First, using the phonetic labels having time alignment information, the monophone HMMs are trained using the segmental K-means and expectation–maximization (EM) algorithm. The monophone HMMs are converted into context-dependent HMMs, and the model parameters are reestimated again. Decision tree-based context clustering technique [30, 38] is applied to context-dependent HMMs. The question set consists of a standard list of 53 positional and contextual features provided in basic HTS implementation [13]. At each leaf node of the decision tree, the model parameters are tied and reestimated again. In the proposed system, only MGC coefficients and F0 streams were considered during the alignment step of reestimation; weights of other streams are set to zero.

During synthesis, the input text is converted into a sequence of context-dependent phoneme labels. According to the label sequence, a sentence HMM is constructed by concatenating context-dependent HMMs. Then, a sequence of parameters is generated from the sentence HMM. To alleviate the problem of over-smoothing of generated parameters due to statistical processing, the global variance technique is used [41]. From the generated source parameters, the excitation signal is constructed. Speech waveform is synthesized using the generated MGC coefficients and the excitation signal.

5 Evaluation

The proposed method is evaluated using two female (SLT and CLB) and two male (AWB and KSP) speakers from CMU Arctic speech database [5]. The training set of each of the speaker consists of about 1100 phonetically balanced English utterances. The duration of the training set is about 56, 64, 79 and 59 min for SLT, CLB, AWB and KSP speakers, respectively. All experiments carried out in this work use the speech database sampled at 16 kHz. Utilizing 16 kHz sampling rate can preserve up to 8 kHz speech bandwidth which is sufficient to preserve most of the spectral energy. In the literature, many speech synthesis systems developed with 16 kHz sampling rate can produce pleasant and intelligible synthetic speech [11, 36]. Twenty sentences that were not part of training data were used for evaluation purpose. Subjective evaluation is conducted with 20 research scholars in the age group of 23–35 years. The subjects have sufficient speech knowledge for proper assessment of the speech signals, as all of them have taken a full semester course on speech technology. Each of the subjects was given a pilot test about the perception of speech signals by playing samples of synthesized speech files. Once they were comfortable with judging, they were allowed to take the tests. The tests were conducted in the laboratory environment by playing the speech signals through headphones.

● **WRITTEN INSTRUCTION A**
Answer these questions from the speech synthesis excerpt, one per line:
(i) How many positional and contextual features make up the standard question set?
(ii) Which technique is used to reduce over-smoothing of the generated parameters?
(iii) At what rate was the speech database sampled?
The speech synthesis excerpt and the records come from unrelated sources.

● **RECORD EXCERPTS**
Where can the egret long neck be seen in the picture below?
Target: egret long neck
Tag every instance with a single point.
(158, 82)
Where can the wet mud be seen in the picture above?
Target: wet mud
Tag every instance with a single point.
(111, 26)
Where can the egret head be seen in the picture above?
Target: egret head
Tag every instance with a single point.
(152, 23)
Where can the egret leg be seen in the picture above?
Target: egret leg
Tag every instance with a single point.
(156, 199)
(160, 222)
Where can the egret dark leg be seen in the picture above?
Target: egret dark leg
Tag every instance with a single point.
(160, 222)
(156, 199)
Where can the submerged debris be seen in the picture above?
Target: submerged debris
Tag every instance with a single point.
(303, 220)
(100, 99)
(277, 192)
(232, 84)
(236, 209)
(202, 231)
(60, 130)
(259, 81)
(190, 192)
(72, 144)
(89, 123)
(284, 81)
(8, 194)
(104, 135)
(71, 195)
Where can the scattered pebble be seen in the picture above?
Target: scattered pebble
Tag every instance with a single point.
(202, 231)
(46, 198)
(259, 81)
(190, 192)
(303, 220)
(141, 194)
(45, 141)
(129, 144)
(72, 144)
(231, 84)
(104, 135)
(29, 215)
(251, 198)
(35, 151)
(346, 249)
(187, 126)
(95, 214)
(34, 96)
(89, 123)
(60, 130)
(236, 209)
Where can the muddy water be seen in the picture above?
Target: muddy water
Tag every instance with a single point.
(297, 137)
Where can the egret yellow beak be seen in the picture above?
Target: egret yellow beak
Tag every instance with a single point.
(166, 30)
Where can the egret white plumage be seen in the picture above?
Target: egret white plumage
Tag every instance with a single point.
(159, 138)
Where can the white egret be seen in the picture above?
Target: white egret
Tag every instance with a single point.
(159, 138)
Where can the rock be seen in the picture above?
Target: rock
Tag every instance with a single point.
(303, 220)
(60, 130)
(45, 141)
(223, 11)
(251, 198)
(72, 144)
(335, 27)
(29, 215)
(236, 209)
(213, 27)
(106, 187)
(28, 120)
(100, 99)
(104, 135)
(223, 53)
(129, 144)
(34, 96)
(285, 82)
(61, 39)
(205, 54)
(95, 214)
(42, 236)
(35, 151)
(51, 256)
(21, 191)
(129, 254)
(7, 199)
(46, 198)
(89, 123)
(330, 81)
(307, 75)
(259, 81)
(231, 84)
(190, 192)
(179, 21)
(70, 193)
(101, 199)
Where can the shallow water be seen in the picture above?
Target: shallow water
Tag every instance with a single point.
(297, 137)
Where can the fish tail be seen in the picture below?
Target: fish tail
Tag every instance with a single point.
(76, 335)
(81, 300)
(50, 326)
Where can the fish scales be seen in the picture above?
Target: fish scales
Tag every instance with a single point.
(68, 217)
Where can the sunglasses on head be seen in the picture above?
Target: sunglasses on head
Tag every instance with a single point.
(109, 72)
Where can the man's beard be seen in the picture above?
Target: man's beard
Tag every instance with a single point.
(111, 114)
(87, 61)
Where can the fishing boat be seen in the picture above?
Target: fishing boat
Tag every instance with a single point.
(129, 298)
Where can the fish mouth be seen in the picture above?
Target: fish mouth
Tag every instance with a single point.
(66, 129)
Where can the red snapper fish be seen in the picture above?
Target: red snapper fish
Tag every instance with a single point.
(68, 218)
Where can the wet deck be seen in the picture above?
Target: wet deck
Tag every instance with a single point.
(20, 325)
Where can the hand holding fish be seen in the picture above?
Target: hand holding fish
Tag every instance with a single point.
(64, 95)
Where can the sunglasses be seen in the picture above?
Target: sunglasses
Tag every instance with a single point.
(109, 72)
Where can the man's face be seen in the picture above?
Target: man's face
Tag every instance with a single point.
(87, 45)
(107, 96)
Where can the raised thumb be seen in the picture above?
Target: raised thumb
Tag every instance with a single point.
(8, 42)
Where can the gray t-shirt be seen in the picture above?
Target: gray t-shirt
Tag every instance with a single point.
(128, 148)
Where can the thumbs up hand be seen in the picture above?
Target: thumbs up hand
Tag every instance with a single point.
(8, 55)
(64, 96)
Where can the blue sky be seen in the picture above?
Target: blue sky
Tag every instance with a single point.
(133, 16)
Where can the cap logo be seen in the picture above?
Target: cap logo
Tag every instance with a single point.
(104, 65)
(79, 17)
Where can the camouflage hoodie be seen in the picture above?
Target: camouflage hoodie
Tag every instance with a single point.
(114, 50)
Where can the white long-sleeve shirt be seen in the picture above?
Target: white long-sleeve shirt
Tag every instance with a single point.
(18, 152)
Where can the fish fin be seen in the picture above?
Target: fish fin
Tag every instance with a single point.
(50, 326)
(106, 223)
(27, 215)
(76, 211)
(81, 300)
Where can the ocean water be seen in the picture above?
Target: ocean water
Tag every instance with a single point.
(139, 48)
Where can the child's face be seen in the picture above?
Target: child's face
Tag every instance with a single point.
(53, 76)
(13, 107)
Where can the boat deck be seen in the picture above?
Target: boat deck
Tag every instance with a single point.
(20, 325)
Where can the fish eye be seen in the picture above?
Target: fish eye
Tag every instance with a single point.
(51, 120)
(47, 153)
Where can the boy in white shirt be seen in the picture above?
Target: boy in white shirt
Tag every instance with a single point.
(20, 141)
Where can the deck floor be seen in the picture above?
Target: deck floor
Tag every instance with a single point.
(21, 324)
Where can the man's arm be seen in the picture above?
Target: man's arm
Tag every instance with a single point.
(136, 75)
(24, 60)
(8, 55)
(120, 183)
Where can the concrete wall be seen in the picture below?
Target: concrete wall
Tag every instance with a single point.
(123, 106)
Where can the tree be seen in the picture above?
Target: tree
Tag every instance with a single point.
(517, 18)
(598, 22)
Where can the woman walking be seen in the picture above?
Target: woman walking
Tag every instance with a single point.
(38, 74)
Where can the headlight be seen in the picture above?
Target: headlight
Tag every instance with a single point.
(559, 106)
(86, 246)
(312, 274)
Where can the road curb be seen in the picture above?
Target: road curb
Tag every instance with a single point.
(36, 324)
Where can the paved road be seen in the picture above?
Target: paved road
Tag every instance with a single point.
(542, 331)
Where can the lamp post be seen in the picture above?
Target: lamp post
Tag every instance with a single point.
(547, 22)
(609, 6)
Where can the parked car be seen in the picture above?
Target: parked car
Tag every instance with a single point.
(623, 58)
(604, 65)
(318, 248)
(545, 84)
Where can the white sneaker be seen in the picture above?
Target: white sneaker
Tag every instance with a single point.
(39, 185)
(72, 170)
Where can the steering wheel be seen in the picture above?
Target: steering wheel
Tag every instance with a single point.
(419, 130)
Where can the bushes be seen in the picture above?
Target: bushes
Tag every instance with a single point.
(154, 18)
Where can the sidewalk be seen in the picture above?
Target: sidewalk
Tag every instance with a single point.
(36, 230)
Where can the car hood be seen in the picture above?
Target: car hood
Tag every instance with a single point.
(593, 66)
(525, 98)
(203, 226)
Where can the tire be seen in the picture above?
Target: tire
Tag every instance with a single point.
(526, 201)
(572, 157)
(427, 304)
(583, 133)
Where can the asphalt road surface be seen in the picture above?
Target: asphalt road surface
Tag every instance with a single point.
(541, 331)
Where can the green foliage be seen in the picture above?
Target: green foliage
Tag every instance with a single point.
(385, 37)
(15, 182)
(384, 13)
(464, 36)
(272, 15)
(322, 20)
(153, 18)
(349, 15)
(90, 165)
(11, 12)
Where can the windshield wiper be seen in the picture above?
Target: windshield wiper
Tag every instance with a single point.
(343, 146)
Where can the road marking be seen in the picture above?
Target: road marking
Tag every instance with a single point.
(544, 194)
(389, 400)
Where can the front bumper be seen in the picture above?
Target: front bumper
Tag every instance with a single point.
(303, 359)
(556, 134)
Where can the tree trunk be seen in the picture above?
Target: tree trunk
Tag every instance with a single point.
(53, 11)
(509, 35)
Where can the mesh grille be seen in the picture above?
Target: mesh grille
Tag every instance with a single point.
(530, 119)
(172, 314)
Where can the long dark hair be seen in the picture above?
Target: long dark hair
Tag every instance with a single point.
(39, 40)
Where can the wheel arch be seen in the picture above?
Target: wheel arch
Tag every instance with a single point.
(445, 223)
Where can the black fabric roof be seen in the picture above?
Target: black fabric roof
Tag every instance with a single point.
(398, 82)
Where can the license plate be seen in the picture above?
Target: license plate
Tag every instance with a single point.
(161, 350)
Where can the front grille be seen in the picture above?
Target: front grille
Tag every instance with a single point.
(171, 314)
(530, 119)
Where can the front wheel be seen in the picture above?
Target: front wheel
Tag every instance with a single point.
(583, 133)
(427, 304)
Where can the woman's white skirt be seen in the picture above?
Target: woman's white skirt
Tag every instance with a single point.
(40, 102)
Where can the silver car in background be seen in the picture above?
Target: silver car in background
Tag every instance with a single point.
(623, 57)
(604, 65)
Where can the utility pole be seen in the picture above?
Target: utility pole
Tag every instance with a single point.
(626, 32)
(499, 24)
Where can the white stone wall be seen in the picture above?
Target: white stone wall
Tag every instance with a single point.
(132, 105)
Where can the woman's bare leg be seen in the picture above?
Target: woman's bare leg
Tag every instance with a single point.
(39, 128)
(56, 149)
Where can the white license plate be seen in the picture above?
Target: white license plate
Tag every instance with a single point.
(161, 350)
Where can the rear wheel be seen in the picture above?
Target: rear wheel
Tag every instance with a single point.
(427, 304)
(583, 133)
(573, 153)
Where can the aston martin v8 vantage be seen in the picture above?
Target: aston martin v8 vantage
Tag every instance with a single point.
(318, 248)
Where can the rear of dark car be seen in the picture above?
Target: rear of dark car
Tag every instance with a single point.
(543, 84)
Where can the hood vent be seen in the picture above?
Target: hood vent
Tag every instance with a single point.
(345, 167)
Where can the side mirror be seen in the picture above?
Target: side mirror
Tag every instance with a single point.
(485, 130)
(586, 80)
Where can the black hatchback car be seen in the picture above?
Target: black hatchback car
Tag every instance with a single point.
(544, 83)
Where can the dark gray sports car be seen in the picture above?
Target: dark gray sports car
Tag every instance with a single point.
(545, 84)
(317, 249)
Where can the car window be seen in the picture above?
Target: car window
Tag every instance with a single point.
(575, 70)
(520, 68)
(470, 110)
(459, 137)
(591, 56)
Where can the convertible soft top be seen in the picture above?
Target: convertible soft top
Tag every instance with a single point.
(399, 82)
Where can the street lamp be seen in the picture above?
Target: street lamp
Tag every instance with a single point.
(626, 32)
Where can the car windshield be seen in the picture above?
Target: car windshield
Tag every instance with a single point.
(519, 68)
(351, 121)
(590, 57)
...
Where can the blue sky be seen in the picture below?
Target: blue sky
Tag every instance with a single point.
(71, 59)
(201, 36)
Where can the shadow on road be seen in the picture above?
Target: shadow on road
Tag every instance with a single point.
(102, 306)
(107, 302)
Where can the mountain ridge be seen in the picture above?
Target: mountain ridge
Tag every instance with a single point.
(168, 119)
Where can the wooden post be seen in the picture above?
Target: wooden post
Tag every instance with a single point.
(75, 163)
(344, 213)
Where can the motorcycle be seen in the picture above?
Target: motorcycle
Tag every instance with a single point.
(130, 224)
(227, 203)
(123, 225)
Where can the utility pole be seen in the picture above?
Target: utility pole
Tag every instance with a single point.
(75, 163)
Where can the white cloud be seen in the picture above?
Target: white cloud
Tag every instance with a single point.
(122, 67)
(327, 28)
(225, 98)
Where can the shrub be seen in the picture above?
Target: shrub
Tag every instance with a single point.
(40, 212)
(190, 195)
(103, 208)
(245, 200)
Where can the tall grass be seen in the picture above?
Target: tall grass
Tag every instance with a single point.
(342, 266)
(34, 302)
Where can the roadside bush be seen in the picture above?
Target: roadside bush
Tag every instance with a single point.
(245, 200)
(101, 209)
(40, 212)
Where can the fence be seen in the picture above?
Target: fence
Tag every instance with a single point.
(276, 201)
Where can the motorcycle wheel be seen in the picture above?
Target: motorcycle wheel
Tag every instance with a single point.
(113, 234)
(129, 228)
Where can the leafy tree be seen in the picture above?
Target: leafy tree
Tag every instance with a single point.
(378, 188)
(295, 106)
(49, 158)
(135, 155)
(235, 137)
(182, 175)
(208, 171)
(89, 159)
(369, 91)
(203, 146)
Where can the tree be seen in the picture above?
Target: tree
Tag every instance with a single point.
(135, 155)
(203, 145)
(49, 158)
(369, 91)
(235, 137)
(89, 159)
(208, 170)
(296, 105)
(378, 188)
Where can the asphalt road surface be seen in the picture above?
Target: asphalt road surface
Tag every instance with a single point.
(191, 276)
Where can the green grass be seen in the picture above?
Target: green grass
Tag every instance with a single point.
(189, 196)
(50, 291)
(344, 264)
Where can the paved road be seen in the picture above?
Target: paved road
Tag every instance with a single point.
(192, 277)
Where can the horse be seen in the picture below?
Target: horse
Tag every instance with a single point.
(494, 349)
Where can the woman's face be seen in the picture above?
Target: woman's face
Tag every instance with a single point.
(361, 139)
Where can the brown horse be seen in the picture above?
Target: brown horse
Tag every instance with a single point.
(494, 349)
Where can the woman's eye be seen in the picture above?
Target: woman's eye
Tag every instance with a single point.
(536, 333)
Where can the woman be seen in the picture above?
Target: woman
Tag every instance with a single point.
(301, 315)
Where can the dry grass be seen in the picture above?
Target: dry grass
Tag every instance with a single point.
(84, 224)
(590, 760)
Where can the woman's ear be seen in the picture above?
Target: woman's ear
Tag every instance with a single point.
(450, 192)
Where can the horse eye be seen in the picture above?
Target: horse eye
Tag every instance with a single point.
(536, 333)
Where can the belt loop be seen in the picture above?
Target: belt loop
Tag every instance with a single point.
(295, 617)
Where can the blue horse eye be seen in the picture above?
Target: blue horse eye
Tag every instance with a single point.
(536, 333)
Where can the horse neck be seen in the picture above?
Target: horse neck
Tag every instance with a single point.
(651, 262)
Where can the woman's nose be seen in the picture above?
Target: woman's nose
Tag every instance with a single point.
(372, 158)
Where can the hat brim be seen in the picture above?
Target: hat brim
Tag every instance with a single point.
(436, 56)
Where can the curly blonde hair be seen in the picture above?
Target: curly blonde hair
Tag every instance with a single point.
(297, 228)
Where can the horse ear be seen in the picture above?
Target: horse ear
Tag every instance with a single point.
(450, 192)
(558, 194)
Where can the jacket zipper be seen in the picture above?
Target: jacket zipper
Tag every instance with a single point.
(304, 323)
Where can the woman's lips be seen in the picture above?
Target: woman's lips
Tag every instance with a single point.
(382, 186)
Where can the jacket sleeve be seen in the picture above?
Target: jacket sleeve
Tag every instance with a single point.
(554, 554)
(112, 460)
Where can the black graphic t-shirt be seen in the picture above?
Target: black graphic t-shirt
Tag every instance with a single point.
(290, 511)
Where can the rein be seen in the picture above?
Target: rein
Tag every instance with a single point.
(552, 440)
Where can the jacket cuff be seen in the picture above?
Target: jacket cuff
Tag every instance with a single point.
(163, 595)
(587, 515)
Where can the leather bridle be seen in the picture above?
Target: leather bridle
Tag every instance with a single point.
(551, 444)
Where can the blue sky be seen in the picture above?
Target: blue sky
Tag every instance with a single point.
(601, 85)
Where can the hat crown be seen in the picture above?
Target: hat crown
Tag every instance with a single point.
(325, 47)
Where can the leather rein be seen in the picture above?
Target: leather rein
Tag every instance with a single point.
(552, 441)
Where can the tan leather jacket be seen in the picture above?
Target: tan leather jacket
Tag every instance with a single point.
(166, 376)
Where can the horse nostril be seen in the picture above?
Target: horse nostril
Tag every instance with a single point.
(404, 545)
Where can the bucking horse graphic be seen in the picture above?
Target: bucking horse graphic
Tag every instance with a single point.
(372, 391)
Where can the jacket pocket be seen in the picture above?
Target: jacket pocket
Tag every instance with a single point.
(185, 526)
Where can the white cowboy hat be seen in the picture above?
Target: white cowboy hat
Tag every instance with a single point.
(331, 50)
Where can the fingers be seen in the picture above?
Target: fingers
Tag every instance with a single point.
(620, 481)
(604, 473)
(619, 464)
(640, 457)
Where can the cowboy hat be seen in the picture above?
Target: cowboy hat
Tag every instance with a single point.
...
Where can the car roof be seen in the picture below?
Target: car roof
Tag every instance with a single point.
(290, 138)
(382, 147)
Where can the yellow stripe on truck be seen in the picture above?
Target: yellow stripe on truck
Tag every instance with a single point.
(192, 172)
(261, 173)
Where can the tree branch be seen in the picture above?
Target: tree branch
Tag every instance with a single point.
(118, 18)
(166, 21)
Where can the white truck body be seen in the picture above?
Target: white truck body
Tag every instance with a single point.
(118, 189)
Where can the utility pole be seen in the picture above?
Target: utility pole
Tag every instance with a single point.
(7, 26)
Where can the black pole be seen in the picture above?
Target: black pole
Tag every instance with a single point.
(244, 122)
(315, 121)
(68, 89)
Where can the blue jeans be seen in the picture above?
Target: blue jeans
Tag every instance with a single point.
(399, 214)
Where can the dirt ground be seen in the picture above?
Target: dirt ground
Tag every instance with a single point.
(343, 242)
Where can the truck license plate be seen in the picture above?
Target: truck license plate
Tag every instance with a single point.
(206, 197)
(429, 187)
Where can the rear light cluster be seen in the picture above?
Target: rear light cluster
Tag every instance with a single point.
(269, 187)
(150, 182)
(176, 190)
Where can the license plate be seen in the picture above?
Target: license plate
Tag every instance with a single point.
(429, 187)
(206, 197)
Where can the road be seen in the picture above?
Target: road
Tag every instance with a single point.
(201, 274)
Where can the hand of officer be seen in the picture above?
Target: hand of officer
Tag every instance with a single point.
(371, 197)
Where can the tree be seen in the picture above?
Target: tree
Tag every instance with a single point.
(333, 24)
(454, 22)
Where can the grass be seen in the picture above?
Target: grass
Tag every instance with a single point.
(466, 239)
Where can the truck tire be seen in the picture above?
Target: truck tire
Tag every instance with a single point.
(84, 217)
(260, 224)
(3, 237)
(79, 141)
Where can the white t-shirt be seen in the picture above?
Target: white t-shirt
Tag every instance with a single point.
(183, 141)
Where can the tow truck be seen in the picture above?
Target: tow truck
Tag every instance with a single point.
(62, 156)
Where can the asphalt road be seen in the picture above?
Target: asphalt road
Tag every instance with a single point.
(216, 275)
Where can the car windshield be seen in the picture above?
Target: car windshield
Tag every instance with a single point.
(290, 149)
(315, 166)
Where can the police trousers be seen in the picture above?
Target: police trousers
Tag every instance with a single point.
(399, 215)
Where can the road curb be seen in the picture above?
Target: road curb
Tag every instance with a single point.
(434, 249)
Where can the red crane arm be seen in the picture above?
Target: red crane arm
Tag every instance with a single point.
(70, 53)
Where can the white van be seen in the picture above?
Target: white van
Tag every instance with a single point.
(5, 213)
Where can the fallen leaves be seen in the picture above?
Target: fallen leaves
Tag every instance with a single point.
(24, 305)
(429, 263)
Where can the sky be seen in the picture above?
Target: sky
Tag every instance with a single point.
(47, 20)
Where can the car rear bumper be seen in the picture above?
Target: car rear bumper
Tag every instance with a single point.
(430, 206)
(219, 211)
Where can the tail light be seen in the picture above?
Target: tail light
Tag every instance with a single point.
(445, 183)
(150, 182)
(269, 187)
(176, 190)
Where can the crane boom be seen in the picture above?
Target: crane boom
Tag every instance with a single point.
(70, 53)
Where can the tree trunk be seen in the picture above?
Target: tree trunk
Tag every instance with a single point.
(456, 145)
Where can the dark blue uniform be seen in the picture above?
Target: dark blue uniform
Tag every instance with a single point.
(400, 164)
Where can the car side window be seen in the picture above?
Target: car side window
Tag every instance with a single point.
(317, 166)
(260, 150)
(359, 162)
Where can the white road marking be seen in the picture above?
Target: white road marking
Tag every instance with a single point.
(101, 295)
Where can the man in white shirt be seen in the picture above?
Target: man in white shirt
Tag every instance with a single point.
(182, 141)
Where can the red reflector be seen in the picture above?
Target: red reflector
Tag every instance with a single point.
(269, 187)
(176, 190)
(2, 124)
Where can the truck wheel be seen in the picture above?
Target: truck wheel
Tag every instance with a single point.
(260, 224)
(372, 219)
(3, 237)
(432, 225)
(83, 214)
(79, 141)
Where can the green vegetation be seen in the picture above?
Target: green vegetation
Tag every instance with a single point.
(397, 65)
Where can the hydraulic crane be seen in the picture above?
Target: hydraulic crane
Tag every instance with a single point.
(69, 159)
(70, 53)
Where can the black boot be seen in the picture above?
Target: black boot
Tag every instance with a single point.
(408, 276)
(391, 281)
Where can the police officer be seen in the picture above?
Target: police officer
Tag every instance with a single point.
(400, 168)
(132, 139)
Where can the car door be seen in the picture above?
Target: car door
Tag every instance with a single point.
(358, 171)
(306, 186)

● **WRITTEN INSTRUCTION B**
Report each line of the records that contains the word "parked".

● **EXERCISE SOLUTION A**
(i) 53
(ii) The global variance technique
(iii) 16 kHz

● **EXERCISE SOLUTION B**
Where can the parked car be seen in the picture above?
Target: parked car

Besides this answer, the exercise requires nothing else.